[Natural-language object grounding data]
——
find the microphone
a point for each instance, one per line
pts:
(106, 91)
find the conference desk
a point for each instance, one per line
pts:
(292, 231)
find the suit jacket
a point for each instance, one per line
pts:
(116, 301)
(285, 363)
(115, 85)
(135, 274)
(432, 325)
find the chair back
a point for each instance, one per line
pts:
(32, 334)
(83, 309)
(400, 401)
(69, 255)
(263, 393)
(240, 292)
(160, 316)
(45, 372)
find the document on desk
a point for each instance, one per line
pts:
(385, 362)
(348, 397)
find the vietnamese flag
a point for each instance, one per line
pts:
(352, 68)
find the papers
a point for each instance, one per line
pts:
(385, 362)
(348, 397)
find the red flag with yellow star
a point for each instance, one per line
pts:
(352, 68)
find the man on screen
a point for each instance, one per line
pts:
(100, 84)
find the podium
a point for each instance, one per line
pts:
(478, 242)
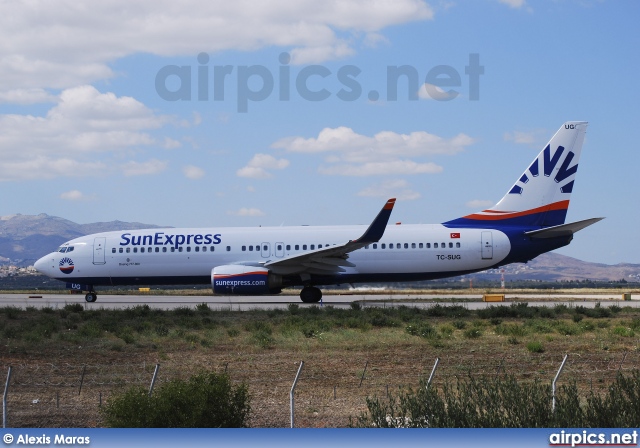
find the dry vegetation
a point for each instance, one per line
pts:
(349, 354)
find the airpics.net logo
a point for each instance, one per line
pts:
(206, 81)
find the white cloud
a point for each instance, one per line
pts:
(134, 168)
(66, 141)
(348, 153)
(246, 212)
(193, 172)
(391, 168)
(75, 195)
(27, 96)
(259, 166)
(63, 44)
(479, 204)
(432, 92)
(391, 189)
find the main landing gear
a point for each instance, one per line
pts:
(310, 294)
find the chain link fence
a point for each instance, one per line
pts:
(328, 392)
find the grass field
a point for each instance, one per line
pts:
(65, 362)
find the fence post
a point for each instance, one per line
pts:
(363, 372)
(293, 388)
(433, 371)
(622, 362)
(553, 385)
(4, 399)
(84, 369)
(153, 380)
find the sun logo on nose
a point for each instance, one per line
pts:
(66, 265)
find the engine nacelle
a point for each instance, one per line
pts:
(238, 279)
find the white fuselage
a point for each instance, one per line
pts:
(166, 256)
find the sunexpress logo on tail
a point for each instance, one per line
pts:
(168, 239)
(549, 163)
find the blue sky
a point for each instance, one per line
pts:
(308, 131)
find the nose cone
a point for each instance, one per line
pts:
(44, 264)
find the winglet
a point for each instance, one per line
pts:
(378, 226)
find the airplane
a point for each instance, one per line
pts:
(528, 221)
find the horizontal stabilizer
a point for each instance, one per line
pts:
(562, 230)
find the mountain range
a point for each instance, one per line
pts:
(25, 238)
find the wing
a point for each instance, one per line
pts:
(332, 259)
(563, 229)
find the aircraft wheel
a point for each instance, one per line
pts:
(310, 294)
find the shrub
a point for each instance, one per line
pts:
(459, 324)
(473, 333)
(535, 347)
(74, 308)
(206, 400)
(203, 308)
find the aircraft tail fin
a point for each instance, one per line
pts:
(540, 196)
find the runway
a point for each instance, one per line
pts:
(243, 303)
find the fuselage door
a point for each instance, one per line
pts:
(99, 244)
(266, 250)
(487, 245)
(279, 250)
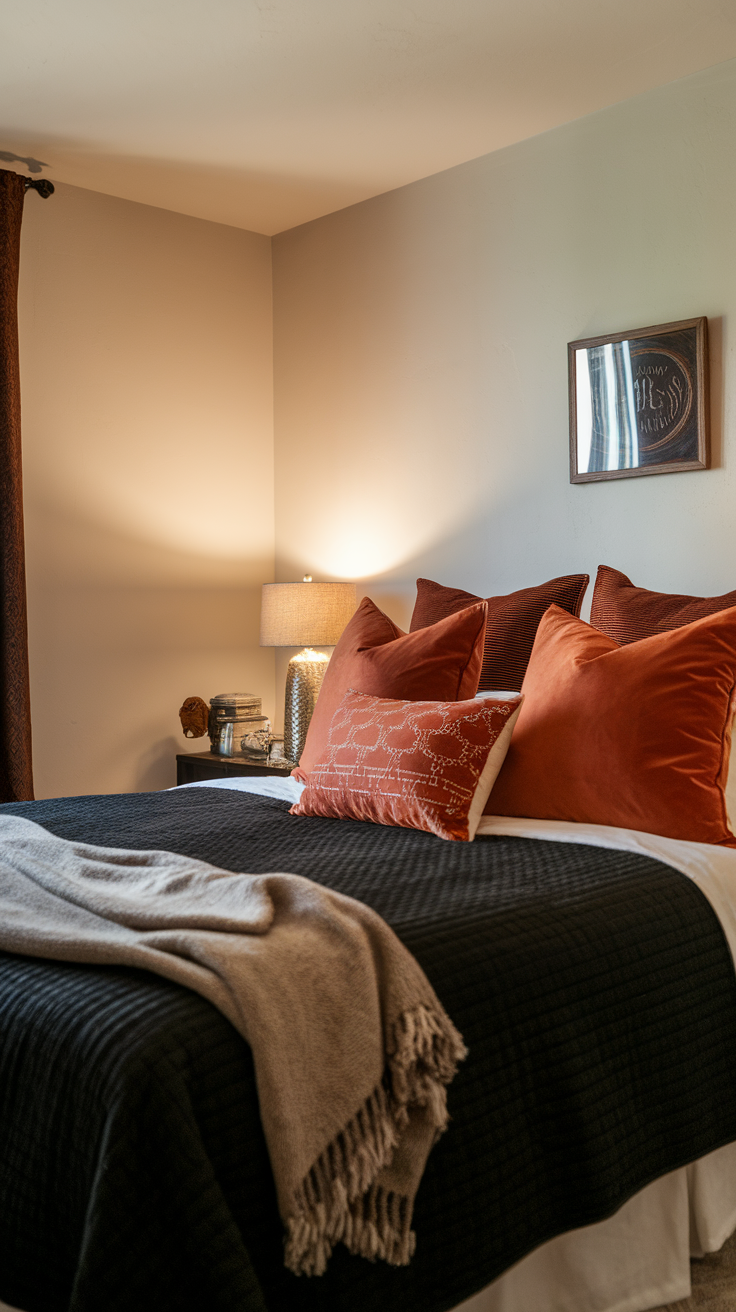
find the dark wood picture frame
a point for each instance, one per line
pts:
(660, 395)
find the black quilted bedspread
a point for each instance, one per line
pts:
(594, 991)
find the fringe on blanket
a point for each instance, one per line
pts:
(339, 1199)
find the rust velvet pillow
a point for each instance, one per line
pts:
(511, 626)
(627, 613)
(420, 765)
(440, 664)
(634, 736)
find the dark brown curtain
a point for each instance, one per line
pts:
(16, 773)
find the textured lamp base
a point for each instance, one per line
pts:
(303, 681)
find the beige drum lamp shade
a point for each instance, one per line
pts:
(303, 614)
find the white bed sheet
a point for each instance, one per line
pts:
(639, 1258)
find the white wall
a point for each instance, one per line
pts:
(146, 357)
(421, 419)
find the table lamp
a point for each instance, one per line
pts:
(303, 614)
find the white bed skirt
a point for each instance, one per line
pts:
(636, 1260)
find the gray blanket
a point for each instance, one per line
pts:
(350, 1045)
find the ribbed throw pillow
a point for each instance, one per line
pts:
(420, 765)
(511, 626)
(441, 663)
(627, 613)
(634, 736)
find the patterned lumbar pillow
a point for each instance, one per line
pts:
(420, 765)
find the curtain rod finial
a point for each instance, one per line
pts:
(42, 185)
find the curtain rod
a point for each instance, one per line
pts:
(40, 184)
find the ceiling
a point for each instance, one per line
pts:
(268, 113)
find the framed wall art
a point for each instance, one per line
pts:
(639, 402)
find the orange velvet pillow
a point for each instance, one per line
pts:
(627, 613)
(511, 626)
(421, 765)
(634, 736)
(438, 664)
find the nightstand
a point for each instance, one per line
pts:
(200, 766)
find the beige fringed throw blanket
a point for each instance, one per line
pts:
(350, 1045)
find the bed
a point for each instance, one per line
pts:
(593, 985)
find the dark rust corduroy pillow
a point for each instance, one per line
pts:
(627, 613)
(512, 622)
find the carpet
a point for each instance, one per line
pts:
(714, 1283)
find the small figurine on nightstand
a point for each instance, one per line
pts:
(194, 714)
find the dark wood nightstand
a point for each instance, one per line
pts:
(200, 766)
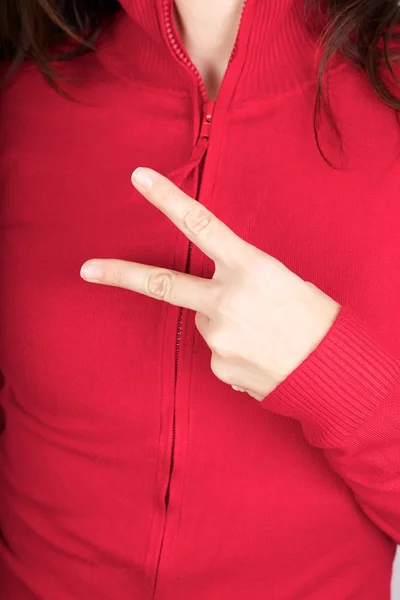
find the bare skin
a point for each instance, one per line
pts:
(208, 30)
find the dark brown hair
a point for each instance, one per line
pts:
(364, 31)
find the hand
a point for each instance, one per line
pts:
(259, 319)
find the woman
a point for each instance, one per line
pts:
(129, 468)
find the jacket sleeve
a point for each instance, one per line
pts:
(346, 395)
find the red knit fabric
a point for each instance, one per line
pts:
(127, 470)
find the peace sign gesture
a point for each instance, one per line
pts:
(259, 319)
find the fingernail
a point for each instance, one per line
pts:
(143, 178)
(92, 272)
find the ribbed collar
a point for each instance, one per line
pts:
(275, 51)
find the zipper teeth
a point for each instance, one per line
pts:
(176, 47)
(235, 46)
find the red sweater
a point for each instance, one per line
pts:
(127, 470)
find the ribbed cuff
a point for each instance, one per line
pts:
(341, 385)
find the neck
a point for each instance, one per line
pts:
(208, 30)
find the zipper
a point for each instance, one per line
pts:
(203, 143)
(178, 50)
(202, 146)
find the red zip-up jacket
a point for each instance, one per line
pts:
(127, 470)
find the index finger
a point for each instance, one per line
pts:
(199, 225)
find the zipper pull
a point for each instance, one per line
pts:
(207, 119)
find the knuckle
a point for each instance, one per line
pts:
(219, 369)
(198, 220)
(218, 343)
(159, 284)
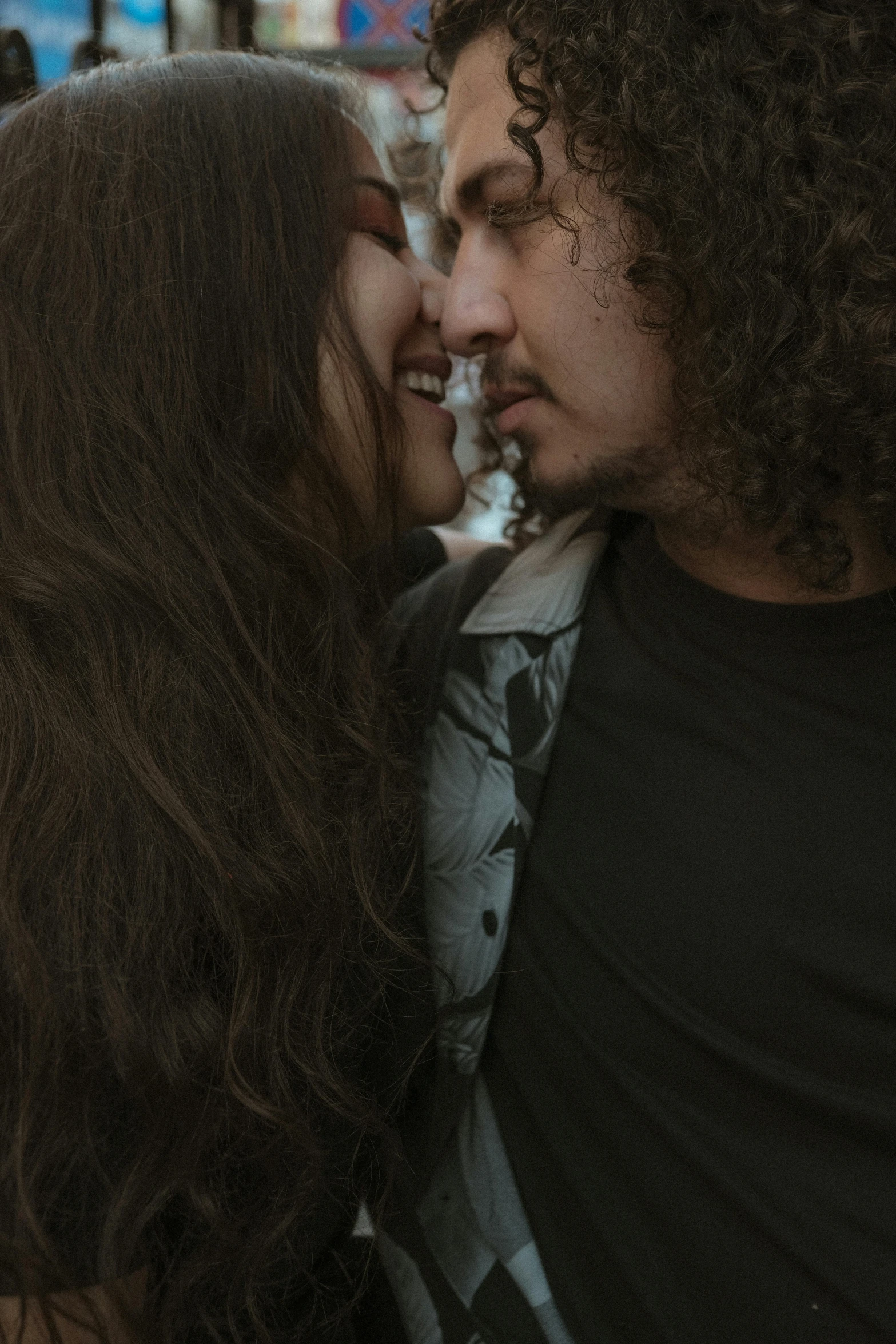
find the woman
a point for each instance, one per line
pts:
(220, 371)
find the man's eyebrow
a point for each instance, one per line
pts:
(471, 193)
(385, 189)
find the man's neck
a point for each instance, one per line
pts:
(748, 566)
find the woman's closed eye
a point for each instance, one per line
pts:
(378, 213)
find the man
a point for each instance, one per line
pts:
(660, 761)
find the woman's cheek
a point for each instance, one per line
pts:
(383, 300)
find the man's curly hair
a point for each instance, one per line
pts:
(752, 144)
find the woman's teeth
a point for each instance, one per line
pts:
(425, 385)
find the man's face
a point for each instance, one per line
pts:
(567, 373)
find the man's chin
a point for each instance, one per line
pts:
(626, 480)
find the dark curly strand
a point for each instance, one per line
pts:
(202, 823)
(754, 145)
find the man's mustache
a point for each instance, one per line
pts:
(497, 373)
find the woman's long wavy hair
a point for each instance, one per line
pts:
(202, 823)
(752, 145)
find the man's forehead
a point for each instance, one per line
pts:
(480, 104)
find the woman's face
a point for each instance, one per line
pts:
(395, 307)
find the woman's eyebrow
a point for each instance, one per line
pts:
(385, 189)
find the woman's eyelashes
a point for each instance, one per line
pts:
(381, 218)
(390, 241)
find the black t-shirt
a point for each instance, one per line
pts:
(694, 1051)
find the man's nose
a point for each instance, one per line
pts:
(476, 316)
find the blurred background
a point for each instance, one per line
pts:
(45, 41)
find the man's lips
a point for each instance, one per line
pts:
(509, 406)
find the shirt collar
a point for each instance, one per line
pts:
(543, 590)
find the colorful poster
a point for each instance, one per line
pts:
(382, 23)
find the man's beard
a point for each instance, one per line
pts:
(629, 482)
(626, 480)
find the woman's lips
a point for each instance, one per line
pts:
(432, 406)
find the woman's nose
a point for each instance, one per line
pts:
(432, 283)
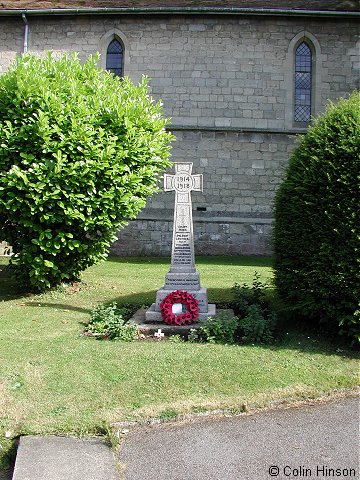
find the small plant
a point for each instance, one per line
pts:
(254, 295)
(257, 328)
(256, 319)
(107, 321)
(176, 338)
(193, 336)
(219, 330)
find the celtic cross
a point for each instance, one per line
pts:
(183, 182)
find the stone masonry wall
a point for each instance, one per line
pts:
(227, 84)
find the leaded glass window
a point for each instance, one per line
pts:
(303, 82)
(114, 58)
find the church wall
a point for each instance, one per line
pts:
(226, 82)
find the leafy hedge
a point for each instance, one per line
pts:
(317, 222)
(80, 152)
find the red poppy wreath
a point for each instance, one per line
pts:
(187, 300)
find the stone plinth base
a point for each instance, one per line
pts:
(200, 295)
(154, 316)
(148, 329)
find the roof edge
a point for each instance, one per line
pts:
(180, 10)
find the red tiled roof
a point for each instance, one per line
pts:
(316, 5)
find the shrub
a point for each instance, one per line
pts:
(257, 328)
(316, 235)
(107, 321)
(257, 320)
(219, 330)
(80, 152)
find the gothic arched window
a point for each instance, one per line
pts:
(114, 58)
(303, 83)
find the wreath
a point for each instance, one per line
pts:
(187, 300)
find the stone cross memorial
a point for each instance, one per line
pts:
(182, 274)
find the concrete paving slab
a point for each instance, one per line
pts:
(310, 442)
(64, 458)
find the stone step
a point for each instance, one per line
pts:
(64, 458)
(148, 329)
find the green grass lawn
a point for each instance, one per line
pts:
(53, 380)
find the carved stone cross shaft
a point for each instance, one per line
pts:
(183, 182)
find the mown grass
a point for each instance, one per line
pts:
(53, 380)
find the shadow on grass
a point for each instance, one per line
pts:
(58, 306)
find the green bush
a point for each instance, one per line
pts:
(316, 235)
(257, 320)
(219, 330)
(80, 152)
(256, 327)
(107, 321)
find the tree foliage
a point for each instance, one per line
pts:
(317, 223)
(80, 152)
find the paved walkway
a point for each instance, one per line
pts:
(309, 442)
(303, 443)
——
TO DO ▸
Where a line of the records includes "beige", copy it.

EXERCISE ANSWER ▸
find the beige drum lamp shade
find the beige fringed throw blanket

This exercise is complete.